Swoją teorię na ten temat mają organizacje związkowe. – Dla nas jest to co najmniej niezrozumiałe, że powiela się przepisy, które już obowiązują. Nie wspomnę już o tym, że nikt z nami od dawna tego nie uzgadnia – mówi Krzysztof Baszczyński, wiceprezes Związku Nauczycielstwa Polskiego. I podkreśla, że zmniejszenie siatki godzin podczas kształcenia hybrydowego oznacza dla wielu nauczycieli mniejsze uposażenie. Z kolei krótsze lekcje mogą być podstawą do obniżania np. dodatku motywacyjnego.
ZNP obawia się, że tego typu regulacja to próba przetarcia szlaków do proponowanych jeszcze przed strajkiem w 2019 r. zmian w nauczycielskim pensum. – Nowa organizacja czasu pracy dla nauczycieli i wynagrodzenia, które rząd ma przecież opracowane i czeka na dogodny moment, wcale nie będą korzystne dla osób pracujących w samorządowych placówkach – przekonuje Krzysztof Baszczyński.

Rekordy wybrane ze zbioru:
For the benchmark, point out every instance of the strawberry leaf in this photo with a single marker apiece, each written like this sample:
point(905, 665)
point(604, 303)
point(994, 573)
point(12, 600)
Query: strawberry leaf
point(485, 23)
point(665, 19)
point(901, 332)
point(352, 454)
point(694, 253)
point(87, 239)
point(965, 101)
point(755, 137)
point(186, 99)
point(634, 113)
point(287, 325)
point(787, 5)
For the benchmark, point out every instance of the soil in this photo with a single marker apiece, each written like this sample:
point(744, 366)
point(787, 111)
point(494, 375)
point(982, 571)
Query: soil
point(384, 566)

**Opis zadania**: Przepisz dosłownie fragment tekstu o stanowisku ZNP, który zaczyna się od słów „ZNP obawia się, że”, a kończy słowami „przekonuje Krzysztof Baszczyński.”. Rekordy nie są potrzebne do wykonania zadania.

**Odpowiedź**:
ZNP obawia się, że tego typu regulacja to próba przetarcia szlaków do proponowanych jeszcze przed strajkiem w 2019 r. zmian w nauczycielskim pensum. – Nowa organizacja czasu pracy dla nauczycieli i wynagrodzenia, które rząd ma przecież opracowane i czeka na dogodny moment, wcale nie będą korzystne dla osób pracujących w samorządowych placówkach – przekonuje Krzysztof Baszczyński.